[WHAT THIS TASK INVOLVES] Leaving the images aside, transcribe all the data below exactly.

==*==

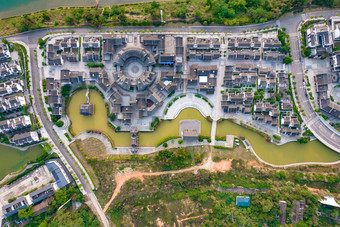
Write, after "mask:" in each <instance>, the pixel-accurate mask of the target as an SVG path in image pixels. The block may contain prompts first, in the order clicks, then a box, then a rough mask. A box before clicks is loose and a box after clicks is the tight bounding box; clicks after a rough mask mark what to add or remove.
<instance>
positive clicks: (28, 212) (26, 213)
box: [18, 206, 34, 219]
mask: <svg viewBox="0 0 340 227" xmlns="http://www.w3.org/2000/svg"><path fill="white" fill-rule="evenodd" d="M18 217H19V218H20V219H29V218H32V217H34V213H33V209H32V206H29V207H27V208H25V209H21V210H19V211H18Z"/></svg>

==*==

[RESPONSE FOR THIS EXERCISE]
Write, after "mask:" in each <instance>, the pixel-accurate mask of the target as an SVG path in image pixels. The block may contain prompts first, in the order clicks, then a box, then a rough mask. A box before clicks is loose and a box after clicks is the tight bounding box; clicks after a rough mask mark what to add or remove.
<instance>
positive clicks: (28, 212) (26, 213)
box: [18, 206, 34, 219]
mask: <svg viewBox="0 0 340 227" xmlns="http://www.w3.org/2000/svg"><path fill="white" fill-rule="evenodd" d="M18 217H19V218H20V219H29V218H32V217H34V213H33V209H32V206H29V207H27V208H25V209H21V210H19V211H18Z"/></svg>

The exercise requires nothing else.